Task brief:
Output every line of the records below as a numbered list, skipping any blank lines and leaving the pictures out.

(Records from a collection)
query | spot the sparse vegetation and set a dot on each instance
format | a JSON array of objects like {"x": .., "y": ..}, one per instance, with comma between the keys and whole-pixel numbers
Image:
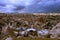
[{"x": 7, "y": 18}]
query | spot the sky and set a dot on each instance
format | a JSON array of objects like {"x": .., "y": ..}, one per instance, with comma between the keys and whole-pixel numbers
[{"x": 29, "y": 6}]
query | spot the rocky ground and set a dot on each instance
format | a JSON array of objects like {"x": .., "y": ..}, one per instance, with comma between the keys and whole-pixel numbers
[{"x": 50, "y": 22}]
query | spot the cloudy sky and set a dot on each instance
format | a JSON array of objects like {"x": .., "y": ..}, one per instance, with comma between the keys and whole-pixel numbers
[{"x": 29, "y": 6}]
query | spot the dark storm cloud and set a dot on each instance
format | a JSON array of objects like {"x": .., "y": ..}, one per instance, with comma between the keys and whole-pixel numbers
[{"x": 30, "y": 6}]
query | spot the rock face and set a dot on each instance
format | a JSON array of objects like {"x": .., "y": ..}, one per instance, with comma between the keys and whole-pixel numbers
[{"x": 55, "y": 31}]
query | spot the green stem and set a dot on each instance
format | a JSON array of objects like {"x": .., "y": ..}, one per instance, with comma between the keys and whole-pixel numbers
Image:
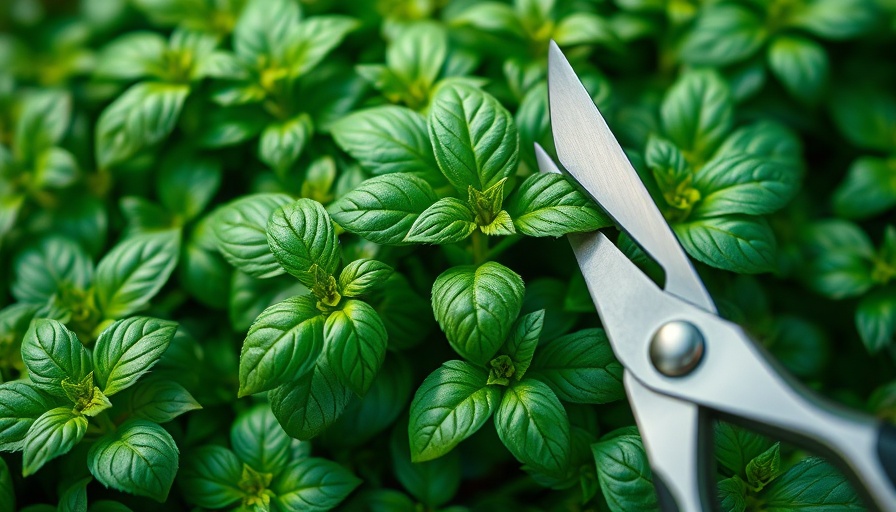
[{"x": 480, "y": 247}]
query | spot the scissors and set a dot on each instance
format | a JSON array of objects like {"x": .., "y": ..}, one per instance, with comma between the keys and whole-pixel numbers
[{"x": 684, "y": 365}]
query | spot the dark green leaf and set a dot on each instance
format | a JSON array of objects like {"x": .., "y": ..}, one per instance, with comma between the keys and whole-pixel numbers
[{"x": 476, "y": 307}]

Output for this task:
1. query | spot the sparse vegetation and set a dot on each instance
2. format | a JSON array of objects like {"x": .., "y": ..}, one per instance, with comma between the keys and whole-pixel numbers
3. Image:
4. [{"x": 7, "y": 18}]
5. query | spot the sky and set a dot on each instance
6. format | a JSON array of objects like {"x": .., "y": ..}, one per instance, with comma between the keys and whole-pixel numbers
7. [{"x": 29, "y": 6}]
8. query | spot the rocky ground and set a dot on each instance
9. format | a JSON array of objects like {"x": .., "y": ..}, one per instance, with comma between the keys and whole-pixel numbers
10. [{"x": 50, "y": 22}]
11. query | spot the cloudy sky and set a dot on each instance
12. format | a JSON array of objects like {"x": .., "y": ..}, one per instance, with comma between the keys and whole-pixel numbers
13. [{"x": 29, "y": 6}]
14. query | spot the dark storm cloud and set a dot on each instance
15. format | a JSON array of objects like {"x": .., "y": ..}, one per instance, with comma between the keys and whole-pixel numbers
16. [{"x": 30, "y": 6}]
17. query | spot the rock face and set a dot on each instance
18. format | a JSON array of objects like {"x": .., "y": ..}, one per instance, with comma between the keys and whole-pixel numbers
19. [{"x": 55, "y": 31}]
20. query | spot the green stem and set a dot on each instance
21. format | a JSON array of objects like {"x": .., "y": ..}, one per instance, with comma between the keys and whole-pixel numbers
22. Image:
23. [{"x": 480, "y": 247}]
24. query | spot the scissors and set a dot on each instance
25. format | a JSON array of objects like {"x": .., "y": ..}, one per instance, with comma between the keys and whole-pixel numbers
26. [{"x": 684, "y": 365}]
27. query | spot the dark green leaf and set a dot on each instance
28. format | a JSON array of objects like {"x": .., "y": ..}, one per instance, with comma between the keys and whole-pixel numbers
29. [{"x": 476, "y": 307}]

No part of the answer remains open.